# CIBC Investors Edge Issue - Security Certificate



## dave2012 (Feb 17, 2012)

Anybody receiving security certifcate issues when connecting with Investors Edge?

Chrome came up with "The site's security certificate is not trusted!" and warns you not to connect for example.

Seems to work ok with Firefox, but not Chrome, Safari, IE8 or iPad.

Haven't had an issues on any of our computers up to yesterday, and gal at CIBC says its fine (she only had Firefox).

Try visiting https://www.investorsedge.cibc.com/ and see what happens yourself. Do you get a security certificate error?


----------



## Spudd (Oct 11, 2011)

Works fine for me on both Chrome and Firefox.


----------



## Eder (Feb 16, 2011)

Firefox, Chrome & IE are fine on my comp...(IE takes 5 seconds longer to load page lol Microsoft)


----------



## Sherlock (Apr 18, 2010)

*Information supplied:*
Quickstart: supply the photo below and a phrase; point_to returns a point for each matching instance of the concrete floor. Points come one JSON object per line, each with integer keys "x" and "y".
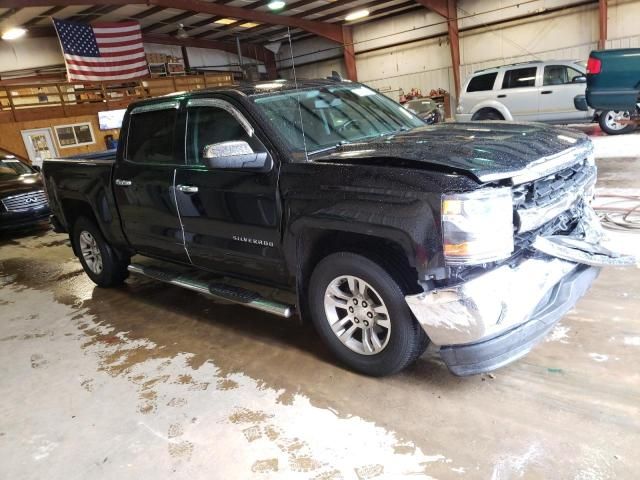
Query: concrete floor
{"x": 151, "y": 381}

*Given task 1:* In the Investors Edge certificate thread, which browser did the first poster say worked without the certificate problem?
*Given task 2:* Render this sentence from the Investors Edge certificate thread in Spanish: "Seems to work ok with Firefox, but not Chrome, Safari, IE8 or iPad."
*Given task 3:* Carry on the Investors Edge certificate thread past its last line.
The listing comes from a separate source.

*Final answer 1:* Firefox.

*Final answer 2:* Parece funcionar bien con Firefox, pero no con Chrome, Safari, IE8 ni iPad.

*Final answer 3:*
There is no need to go to the investors Edge site, I always just go to cibc.com then log in to my cibc online banking account using my convenience card pin, and my IE accounts are listed there along with my chequing account and I can trade or do anything else from there.


----------



## dave2012 (Feb 17, 2012)

True, you can access the 'Investments' tab from your personal online banking. I access IE direct however for our business investments.

Odd I am the only one getting these errors across several devices: Mac Pro, iMac, Macbook, iPad, Windows IE8 via Fusion.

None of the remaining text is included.